Direction:
Gather every line in the records below that contains the string "lawn", copying each such line in full. Treat case as significant.

[Begin Data rows]

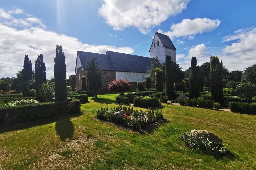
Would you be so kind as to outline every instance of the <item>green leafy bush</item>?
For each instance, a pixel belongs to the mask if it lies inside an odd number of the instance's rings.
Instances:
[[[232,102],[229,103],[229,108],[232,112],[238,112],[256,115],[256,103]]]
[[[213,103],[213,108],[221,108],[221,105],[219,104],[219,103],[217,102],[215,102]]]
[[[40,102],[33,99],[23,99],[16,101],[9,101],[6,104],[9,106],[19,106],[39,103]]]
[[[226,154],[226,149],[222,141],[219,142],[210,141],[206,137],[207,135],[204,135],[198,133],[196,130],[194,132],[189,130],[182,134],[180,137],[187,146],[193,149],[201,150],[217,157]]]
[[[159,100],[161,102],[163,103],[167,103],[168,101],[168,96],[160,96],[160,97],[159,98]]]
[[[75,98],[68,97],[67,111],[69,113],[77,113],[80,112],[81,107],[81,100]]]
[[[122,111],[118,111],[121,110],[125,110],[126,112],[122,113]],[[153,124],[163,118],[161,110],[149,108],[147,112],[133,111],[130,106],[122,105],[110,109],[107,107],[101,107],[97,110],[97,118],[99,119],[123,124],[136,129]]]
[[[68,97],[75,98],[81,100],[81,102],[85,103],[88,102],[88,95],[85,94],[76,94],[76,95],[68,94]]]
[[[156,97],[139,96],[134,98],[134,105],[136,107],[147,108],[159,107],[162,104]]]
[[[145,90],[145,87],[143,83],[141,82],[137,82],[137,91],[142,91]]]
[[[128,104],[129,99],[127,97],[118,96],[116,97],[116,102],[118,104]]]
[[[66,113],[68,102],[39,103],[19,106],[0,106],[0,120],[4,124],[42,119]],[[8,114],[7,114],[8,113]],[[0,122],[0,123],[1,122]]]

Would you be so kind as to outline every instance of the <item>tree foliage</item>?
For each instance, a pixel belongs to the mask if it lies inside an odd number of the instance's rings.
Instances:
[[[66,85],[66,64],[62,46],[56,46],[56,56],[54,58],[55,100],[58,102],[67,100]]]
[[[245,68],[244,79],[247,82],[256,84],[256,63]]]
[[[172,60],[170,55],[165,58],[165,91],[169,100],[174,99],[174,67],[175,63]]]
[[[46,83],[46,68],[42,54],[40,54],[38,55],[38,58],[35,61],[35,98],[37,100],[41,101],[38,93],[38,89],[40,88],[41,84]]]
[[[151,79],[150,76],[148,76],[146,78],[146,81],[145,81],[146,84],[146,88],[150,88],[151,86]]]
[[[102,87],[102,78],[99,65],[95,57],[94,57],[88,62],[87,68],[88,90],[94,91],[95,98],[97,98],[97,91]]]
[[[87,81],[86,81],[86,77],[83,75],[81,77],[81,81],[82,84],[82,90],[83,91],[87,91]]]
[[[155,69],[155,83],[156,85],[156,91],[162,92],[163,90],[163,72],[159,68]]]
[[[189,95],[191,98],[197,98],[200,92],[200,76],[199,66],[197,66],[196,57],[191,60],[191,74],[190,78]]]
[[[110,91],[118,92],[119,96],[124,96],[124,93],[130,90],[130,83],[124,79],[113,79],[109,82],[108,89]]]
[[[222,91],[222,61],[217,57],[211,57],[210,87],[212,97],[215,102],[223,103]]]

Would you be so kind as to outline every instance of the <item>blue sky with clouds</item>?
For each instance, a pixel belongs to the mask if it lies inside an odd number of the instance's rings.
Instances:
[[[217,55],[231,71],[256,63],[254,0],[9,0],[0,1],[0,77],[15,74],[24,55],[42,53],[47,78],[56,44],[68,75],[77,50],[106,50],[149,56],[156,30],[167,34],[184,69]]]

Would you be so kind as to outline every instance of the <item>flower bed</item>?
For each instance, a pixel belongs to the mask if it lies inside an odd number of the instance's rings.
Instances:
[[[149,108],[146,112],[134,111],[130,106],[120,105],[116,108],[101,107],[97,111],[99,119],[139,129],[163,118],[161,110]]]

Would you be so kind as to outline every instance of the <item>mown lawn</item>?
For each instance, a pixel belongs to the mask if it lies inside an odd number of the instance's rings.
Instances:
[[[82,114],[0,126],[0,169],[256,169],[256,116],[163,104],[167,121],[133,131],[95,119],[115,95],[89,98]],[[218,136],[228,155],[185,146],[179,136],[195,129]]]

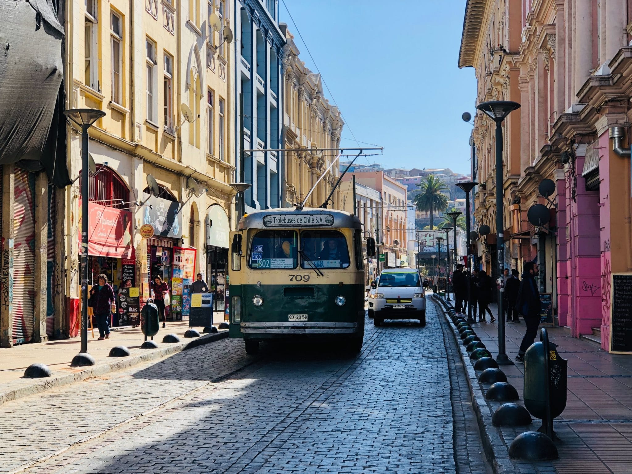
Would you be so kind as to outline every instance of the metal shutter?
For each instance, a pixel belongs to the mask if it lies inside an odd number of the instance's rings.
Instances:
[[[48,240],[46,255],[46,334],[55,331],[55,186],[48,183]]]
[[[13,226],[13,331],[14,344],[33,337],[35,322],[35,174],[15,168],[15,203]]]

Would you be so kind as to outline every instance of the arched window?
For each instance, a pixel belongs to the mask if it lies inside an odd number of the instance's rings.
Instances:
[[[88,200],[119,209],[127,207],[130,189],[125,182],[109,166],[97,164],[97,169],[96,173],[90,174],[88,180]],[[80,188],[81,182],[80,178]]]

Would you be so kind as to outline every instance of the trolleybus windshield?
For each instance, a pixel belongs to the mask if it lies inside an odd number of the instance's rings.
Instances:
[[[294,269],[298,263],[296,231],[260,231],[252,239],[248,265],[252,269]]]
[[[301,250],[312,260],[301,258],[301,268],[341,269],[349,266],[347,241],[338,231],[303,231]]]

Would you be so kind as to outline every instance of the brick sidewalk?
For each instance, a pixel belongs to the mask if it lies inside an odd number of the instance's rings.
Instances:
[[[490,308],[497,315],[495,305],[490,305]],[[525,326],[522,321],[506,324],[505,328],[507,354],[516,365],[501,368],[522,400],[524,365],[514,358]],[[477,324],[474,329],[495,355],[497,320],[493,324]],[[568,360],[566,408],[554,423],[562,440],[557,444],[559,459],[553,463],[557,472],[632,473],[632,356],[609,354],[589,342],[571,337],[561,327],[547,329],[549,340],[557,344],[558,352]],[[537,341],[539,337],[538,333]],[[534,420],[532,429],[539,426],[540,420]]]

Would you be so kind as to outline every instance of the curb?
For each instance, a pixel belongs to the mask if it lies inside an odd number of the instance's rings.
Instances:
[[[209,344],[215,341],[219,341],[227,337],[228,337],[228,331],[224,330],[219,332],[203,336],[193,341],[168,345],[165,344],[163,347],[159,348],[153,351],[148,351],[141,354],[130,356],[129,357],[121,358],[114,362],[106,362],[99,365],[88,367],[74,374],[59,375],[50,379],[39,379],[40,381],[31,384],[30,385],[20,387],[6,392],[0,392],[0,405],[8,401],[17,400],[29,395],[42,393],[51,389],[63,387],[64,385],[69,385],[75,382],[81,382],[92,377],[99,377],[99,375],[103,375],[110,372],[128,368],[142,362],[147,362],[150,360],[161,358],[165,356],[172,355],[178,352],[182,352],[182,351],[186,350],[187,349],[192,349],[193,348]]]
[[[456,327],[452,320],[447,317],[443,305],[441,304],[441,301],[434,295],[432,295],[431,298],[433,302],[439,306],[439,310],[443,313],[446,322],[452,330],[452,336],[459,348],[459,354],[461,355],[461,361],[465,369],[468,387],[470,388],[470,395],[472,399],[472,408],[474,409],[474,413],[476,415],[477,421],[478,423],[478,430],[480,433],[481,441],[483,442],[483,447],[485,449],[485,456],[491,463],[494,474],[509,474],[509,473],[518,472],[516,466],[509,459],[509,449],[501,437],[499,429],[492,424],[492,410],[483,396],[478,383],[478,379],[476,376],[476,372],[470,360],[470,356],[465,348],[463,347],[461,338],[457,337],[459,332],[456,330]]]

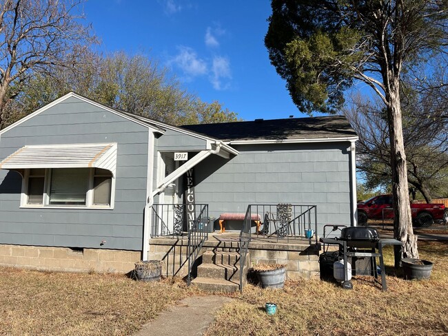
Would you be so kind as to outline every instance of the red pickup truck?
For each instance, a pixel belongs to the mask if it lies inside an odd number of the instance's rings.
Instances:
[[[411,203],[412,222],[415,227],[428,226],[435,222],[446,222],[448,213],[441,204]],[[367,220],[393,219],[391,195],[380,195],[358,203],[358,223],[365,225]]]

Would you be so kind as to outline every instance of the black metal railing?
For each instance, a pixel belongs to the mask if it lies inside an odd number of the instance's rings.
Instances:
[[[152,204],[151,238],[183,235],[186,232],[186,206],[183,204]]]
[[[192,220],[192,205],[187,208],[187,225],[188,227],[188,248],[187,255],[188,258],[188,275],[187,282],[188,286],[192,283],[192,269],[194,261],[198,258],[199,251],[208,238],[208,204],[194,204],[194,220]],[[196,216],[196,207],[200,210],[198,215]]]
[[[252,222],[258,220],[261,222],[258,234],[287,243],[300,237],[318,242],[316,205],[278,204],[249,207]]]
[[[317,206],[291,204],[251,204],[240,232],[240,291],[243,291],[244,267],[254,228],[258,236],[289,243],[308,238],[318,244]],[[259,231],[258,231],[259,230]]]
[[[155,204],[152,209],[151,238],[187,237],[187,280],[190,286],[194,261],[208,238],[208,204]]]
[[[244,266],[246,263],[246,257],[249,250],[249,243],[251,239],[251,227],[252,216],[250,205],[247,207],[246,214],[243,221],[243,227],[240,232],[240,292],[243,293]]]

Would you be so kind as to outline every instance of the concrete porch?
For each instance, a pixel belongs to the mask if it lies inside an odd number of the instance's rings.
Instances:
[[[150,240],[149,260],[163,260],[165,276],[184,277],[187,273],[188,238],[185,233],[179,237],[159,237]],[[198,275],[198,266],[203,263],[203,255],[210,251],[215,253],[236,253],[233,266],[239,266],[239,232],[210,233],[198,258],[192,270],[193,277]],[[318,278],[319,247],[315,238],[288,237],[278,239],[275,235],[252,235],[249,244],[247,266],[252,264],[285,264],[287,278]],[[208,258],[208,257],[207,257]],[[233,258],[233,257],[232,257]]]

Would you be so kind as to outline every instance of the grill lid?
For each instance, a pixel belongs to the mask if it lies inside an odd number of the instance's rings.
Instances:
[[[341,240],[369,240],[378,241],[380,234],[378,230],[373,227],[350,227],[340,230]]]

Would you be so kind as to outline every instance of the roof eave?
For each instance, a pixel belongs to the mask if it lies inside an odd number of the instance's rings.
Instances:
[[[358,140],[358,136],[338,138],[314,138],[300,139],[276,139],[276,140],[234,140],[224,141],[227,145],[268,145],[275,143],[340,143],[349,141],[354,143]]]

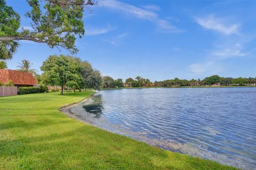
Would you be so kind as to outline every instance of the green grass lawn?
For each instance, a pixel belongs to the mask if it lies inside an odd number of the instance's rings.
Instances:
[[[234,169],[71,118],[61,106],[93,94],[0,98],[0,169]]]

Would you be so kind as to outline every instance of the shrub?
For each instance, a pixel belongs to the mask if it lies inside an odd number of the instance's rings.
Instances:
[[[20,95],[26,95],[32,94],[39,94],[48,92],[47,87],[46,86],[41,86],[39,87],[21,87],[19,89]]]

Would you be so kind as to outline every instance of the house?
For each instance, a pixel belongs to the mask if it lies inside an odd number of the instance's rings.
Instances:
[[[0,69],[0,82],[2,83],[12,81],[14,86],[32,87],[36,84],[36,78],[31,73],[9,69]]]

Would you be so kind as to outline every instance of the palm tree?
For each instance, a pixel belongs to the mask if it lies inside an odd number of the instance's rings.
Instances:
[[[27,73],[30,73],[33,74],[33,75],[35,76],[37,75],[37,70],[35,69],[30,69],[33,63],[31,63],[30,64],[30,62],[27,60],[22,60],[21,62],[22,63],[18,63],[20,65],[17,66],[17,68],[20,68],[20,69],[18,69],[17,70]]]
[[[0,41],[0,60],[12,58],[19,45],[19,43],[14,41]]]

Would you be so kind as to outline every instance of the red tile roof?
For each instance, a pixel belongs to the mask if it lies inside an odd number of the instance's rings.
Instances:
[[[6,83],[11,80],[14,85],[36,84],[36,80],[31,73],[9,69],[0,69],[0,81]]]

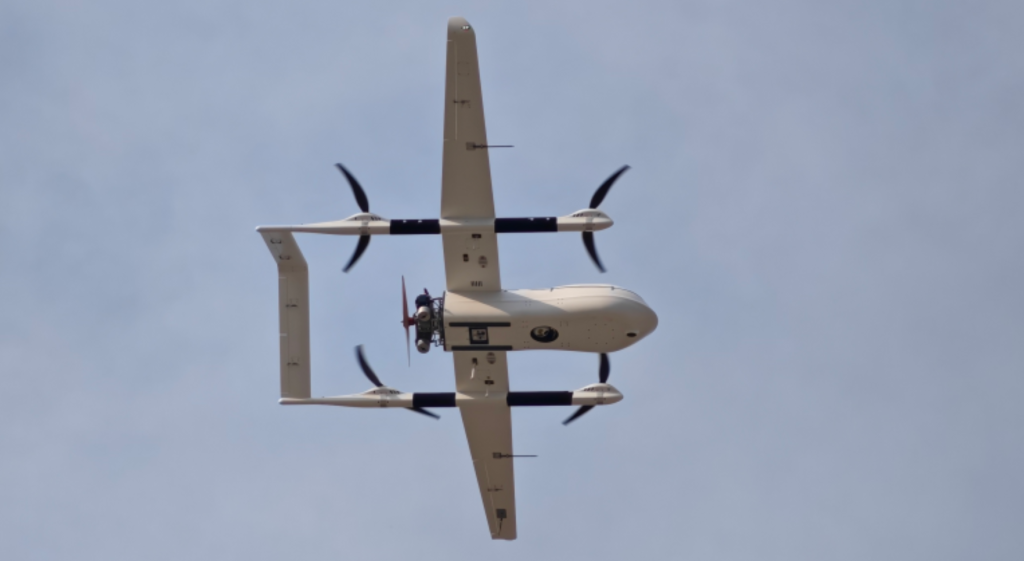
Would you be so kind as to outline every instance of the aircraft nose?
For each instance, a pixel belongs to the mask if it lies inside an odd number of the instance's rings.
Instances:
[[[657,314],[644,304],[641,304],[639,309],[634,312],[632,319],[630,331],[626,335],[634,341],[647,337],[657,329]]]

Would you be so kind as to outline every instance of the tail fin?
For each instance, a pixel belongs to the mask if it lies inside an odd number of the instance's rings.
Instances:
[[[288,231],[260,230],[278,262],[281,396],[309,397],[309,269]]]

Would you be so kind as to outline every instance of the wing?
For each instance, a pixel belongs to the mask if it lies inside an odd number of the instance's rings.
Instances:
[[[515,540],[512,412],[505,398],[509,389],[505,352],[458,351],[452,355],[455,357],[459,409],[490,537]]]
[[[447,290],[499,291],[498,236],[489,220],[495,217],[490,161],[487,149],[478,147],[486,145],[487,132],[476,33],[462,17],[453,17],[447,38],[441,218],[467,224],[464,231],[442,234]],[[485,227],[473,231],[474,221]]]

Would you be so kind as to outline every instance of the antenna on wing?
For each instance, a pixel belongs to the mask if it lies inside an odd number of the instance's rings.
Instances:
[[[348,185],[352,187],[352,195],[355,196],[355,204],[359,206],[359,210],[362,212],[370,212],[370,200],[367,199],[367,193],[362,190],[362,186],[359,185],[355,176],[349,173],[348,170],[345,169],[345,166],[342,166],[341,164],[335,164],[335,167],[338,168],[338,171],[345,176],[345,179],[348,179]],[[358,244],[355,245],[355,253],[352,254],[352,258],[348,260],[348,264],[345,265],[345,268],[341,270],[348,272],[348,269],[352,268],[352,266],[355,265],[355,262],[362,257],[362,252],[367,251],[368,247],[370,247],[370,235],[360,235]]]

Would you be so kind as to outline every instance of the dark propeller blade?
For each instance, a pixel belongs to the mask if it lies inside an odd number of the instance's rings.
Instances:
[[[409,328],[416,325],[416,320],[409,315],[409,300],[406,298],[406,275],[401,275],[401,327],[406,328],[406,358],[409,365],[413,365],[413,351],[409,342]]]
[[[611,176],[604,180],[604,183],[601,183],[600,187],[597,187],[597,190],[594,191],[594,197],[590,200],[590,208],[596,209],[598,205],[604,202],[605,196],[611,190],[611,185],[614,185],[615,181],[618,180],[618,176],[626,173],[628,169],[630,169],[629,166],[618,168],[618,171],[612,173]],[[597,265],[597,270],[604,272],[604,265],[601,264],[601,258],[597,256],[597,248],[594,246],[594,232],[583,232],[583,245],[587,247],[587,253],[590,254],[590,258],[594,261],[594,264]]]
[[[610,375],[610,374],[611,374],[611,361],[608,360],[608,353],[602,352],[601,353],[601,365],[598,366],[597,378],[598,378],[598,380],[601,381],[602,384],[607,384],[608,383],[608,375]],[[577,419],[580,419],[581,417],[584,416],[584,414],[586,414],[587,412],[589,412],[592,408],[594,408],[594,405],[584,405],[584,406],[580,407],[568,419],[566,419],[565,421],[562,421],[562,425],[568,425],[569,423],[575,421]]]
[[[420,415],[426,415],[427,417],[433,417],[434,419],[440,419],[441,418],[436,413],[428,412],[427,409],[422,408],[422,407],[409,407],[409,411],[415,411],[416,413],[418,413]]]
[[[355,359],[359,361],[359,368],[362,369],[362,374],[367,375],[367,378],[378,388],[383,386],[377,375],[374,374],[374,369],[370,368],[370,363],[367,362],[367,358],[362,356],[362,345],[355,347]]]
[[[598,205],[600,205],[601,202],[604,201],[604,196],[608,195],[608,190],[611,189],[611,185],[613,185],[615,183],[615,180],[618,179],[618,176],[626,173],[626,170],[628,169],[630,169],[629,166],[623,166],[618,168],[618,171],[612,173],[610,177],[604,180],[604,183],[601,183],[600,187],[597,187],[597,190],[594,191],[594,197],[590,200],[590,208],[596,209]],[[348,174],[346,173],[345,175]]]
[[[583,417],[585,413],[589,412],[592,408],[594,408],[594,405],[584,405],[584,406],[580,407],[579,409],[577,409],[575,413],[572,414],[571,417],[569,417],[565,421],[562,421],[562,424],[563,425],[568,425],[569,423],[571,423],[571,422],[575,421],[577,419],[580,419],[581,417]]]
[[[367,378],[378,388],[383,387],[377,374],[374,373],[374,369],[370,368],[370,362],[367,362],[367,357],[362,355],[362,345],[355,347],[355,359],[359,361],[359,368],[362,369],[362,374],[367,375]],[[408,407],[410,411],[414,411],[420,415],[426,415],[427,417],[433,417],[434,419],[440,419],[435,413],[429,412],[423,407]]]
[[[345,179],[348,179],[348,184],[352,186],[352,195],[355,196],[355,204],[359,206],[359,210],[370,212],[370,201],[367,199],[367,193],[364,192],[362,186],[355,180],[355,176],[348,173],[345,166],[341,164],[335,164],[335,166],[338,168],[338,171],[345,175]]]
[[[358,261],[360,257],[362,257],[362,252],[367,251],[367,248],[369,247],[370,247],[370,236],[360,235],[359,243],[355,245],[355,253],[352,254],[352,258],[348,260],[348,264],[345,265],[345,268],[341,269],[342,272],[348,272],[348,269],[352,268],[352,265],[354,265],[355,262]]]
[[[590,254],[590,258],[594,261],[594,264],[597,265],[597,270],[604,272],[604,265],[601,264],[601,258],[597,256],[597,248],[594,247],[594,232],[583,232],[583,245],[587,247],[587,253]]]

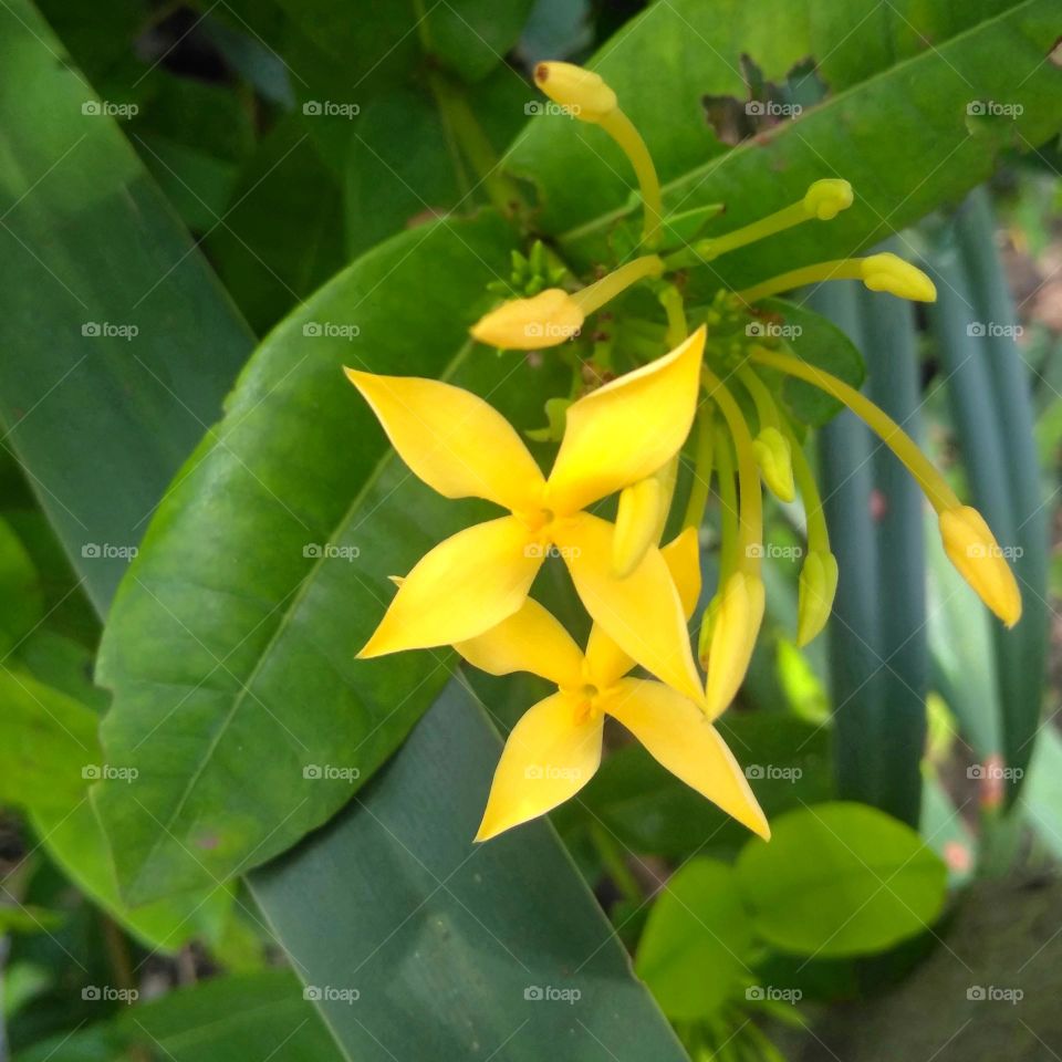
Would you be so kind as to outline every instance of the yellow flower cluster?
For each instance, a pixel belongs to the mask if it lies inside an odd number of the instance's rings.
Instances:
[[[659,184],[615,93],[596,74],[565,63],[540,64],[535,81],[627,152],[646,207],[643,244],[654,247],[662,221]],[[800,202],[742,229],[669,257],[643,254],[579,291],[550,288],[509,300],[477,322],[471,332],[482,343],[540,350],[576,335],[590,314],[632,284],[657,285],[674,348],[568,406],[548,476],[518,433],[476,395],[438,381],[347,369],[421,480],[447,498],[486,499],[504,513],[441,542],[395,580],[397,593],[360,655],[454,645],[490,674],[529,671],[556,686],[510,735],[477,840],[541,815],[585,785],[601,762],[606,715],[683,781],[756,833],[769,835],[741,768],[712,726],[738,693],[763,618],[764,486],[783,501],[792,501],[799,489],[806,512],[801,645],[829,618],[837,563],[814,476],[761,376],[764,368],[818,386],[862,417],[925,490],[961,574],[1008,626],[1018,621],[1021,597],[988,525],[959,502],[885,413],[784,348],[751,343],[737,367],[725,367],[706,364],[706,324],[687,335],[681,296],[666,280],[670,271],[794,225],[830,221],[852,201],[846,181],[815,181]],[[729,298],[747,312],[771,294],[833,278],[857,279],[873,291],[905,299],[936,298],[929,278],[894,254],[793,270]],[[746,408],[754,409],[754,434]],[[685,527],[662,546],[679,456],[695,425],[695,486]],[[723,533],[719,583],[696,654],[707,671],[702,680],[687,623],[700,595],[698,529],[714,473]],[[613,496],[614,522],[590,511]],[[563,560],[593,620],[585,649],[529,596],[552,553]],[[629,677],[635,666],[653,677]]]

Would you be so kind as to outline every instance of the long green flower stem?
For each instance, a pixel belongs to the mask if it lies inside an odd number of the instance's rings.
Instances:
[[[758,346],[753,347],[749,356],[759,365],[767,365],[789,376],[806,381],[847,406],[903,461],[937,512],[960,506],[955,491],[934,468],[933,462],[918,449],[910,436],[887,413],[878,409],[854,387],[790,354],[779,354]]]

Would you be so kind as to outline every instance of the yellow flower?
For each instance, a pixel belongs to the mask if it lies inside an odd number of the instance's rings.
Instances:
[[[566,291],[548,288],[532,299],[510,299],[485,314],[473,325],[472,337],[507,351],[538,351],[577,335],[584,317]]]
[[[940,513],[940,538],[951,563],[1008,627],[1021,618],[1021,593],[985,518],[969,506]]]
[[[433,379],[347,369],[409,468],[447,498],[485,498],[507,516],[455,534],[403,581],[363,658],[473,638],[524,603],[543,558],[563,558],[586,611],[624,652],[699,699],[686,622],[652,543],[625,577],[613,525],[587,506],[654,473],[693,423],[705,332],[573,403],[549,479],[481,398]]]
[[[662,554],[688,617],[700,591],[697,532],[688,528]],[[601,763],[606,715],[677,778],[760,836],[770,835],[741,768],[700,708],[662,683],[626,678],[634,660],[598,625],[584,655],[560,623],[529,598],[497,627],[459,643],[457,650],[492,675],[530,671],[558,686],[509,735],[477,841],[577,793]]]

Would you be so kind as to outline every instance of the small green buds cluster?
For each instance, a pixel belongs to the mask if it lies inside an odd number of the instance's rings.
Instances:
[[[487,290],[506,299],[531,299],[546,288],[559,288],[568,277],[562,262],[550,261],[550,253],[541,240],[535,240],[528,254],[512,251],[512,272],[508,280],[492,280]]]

[End Data rows]

Output of the task:
Would you be so kind as to outline every instance of the <item>mown lawn</item>?
Would you be so kind as to outline every instance of the green grass lawn?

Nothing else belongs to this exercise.